Texte fourni:
-=-=-=-=-

Isolées dans les chambres, pendant des semaines entières sans contact avec leur famille ou leurs proches, parfois privées de soins et/ou de mort digne… L’organisation non gouvernementale (ONG) Amnesty International publie un rapport alarmant sur la situation des personnes âgées médicalisées dans les maisons de retraite en Espagne. Au moins cinq droits humains fondamentaux ont été violés pendant la pandémie de Covid-19, et les mesures adoptées par les autorités pour répondre à la crise ont été inefficaces et inadéquates, pointe l’ONG. « Dans les résidences, le droit à la santé, à la non-discrimination des personnes âgées a été violé. En outre, les décisions des autorités ont également eu un impact sur le droit à la vie privée et familiale et le droit de mourir dans la dignité », détaille Esteban Beltrán, directeur d’Amnesty International en Espagne.
Le principal facteur expliquant ce fiasco prend sa source dans la dernière décennie lors de laquelle des coupes budgétaires dans le sanitaire et le sociale ont affaibli en profondeur le système de santé publique, détériorant l’accès, le prix et la qualité des soins de santé. Des défaillances qui se sont révélées à Madrid ou en Catalogne au pic de la première vague de la pandémie (mars-avril). Selon Amnesty, la « médicalisation » vantée par les autorités espagnoles a masqué une exclusion massive des soins pour des résidents pratiquement coupés du monde extérieur et de leur famille. « Une urgence sanitaire n’est pas une excuse pour ne pas prendre correctement en charge des personnes âgées. Les résidences ne sont pas des parkings. Les droits de l’Homme, y compris le droit à la santé, ne peuvent dépendre du degré de dépendance. Les autorités doivent les protéger », ajoute Esteban Beltrán.

-=-=-=-=-

Entrées du jeu de données:
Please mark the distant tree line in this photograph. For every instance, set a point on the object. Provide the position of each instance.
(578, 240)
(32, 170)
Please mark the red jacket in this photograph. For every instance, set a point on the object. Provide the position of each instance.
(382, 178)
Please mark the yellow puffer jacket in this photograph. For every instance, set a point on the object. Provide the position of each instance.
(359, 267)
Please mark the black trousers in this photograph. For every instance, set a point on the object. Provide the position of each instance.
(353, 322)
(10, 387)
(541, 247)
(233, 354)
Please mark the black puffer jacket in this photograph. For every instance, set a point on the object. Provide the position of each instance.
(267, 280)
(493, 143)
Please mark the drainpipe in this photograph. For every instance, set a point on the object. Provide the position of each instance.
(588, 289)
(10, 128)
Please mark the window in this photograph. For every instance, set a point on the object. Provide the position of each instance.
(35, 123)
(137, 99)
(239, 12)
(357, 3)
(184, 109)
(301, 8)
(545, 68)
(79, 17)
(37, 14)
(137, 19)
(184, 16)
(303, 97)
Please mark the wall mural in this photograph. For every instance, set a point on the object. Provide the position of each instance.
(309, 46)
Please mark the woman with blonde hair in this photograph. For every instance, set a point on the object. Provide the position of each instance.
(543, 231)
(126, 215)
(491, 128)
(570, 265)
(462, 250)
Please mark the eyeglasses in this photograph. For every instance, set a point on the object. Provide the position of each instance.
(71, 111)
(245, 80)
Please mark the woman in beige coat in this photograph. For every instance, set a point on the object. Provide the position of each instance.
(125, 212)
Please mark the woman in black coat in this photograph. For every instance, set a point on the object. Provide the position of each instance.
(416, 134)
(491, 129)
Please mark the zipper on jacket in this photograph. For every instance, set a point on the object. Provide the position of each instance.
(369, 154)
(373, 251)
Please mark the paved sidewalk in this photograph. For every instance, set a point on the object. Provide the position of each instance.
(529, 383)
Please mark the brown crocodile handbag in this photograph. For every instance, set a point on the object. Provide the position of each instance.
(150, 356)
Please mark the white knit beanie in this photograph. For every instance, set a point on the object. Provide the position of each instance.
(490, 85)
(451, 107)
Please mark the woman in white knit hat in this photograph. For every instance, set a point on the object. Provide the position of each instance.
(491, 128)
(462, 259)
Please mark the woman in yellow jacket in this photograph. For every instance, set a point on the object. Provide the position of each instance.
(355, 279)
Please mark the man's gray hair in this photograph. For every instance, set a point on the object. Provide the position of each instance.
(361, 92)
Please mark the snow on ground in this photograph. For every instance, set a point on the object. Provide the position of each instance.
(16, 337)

-=-=-=-=-

Votre consigne:
Rédigez la suite du texte sur les maisons de retraite espagnoles, en reprenant après sa dernière phrase. Les items n'ont aucun lien avec le texte sur les maisons de retraite espagnoles.

Résultat attendu:
De nombreux témoignages donnent chair à cette situation dramatique, à l’instar de celui d’Elena Valero, qui a perdu son père en mars dans une résidence à Madrid. « Ils ne l’ont pas transféré à l’hôpital malgré son état grave. Il a passé quatre jours à mourir. Un médecin m’a dit qu’il avait l’interdiction de transférer les malades des résidences dans les hôpitaux, qu’il ne pouvait que leur donner de l’oxygène et des soins palliatifs. J’habite à 300 mètres de la résidence et chaque fois que je regardais le balcon, c’était horrible de savoir que mon père mourait si près et que je ne pouvais pas lui tenir la main, lui dire au revoir… » Un autre, relevé par le quotidien Le Monde du 3 décembre, cite le cas d’un homme resté pendant deux jours auprès de son compagnon de chambre, mort, avant que les services funéraires ne viennent le chercher.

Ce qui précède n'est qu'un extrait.